RECORD EXCERPTS:
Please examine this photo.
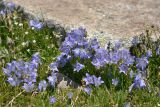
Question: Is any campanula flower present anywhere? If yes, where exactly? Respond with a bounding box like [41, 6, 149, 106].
[67, 92, 73, 99]
[119, 64, 128, 74]
[22, 83, 34, 92]
[112, 78, 119, 86]
[73, 62, 84, 72]
[83, 87, 92, 95]
[93, 75, 104, 87]
[136, 57, 148, 71]
[83, 73, 94, 85]
[49, 96, 57, 104]
[29, 20, 43, 29]
[38, 80, 47, 91]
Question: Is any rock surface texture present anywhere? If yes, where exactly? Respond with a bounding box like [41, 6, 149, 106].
[10, 0, 160, 44]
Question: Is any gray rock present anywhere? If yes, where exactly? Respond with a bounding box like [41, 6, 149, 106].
[6, 0, 160, 43]
[57, 73, 80, 89]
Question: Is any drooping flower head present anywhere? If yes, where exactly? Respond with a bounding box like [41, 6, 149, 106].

REQUEST: Copy out all the entries above, requests included but without the pictures, and offset every bounding box coordinate in the answers by -50. The sample box inside each request stays as it is.

TASK RESULT:
Please examine this photo.
Question: Is any campanula flower present anywhere? If yes, where exactly? Respond with a bounding box like [41, 6, 149, 106].
[17, 42, 23, 49]
[69, 14, 78, 24]
[-28, 33, -16, 42]
[62, 28, 69, 36]
[23, 12, 34, 22]
[33, 37, 42, 45]
[43, 25, 54, 37]
[86, 7, 98, 21]
[33, 23, 44, 35]
[-1, 46, 7, 54]
[-21, -30, -7, -21]
[-12, 30, -3, 41]
Question: Is any rock surface texture present anywhere? If yes, where exactly? Respond with a bounding box like [41, 6, 149, 106].
[-40, -50, 110, -6]
Question: Is any gray rock present anywhere? If yes, where exactly? Respond with a bounding box like [41, 6, 149, 106].
[-44, -50, 110, -7]
[7, 23, 30, 39]
Question: Is any drooping flower head present anywhere? If yes, where exactly? Respond with a bounding box like [41, 6, 149, 106].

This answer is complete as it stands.